**Task:** Extract lines verbatim from the listing below, starting at the line that contains "Outline every instance of the <item>window" and stopping after the line that contains "[[[180,99],[180,75],[149,75],[148,98]]]". Both of those lines are included.

**Data listing:**
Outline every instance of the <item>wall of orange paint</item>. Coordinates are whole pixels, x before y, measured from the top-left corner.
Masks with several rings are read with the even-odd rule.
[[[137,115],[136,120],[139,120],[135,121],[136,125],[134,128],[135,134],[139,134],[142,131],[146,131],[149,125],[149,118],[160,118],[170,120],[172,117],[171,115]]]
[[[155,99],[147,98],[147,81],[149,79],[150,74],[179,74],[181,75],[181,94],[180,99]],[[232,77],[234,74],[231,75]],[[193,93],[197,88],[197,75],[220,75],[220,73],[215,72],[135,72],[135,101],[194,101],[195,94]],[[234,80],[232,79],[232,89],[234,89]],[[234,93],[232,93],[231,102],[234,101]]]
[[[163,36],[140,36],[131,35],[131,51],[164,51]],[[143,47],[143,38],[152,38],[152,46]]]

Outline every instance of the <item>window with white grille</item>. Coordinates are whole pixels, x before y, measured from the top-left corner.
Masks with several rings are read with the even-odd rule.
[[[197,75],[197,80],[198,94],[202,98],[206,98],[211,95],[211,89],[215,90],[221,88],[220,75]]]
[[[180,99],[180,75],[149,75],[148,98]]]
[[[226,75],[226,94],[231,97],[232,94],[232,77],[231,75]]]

==

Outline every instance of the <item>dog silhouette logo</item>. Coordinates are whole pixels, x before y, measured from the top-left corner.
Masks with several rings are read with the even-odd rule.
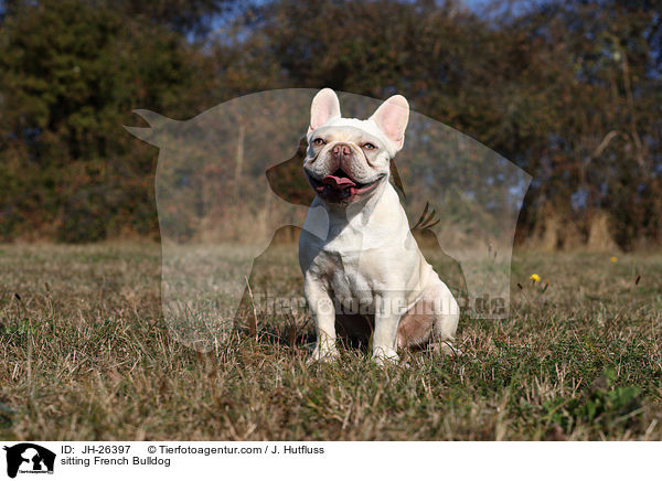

==

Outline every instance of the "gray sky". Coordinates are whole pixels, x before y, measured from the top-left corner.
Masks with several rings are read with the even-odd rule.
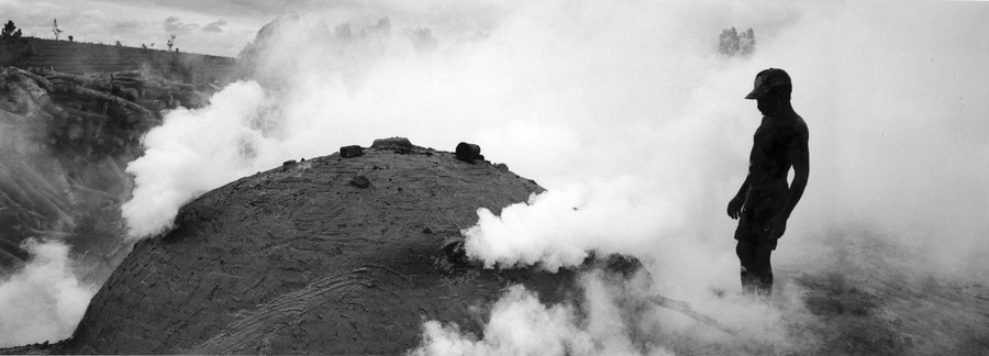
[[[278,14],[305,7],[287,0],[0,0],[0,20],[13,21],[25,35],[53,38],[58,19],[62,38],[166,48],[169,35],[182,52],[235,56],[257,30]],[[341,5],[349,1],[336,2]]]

**Complete output:**
Outline every instance of the <item>window with white grille</item>. Coordinates are whole pixels, x before y, measured from the top-left corner.
Masks with several rings are read with the even-odd rule.
[[[197,75],[197,80],[198,94],[202,98],[206,98],[211,95],[211,89],[215,90],[221,88],[220,75]]]
[[[180,99],[180,75],[149,75],[148,98]]]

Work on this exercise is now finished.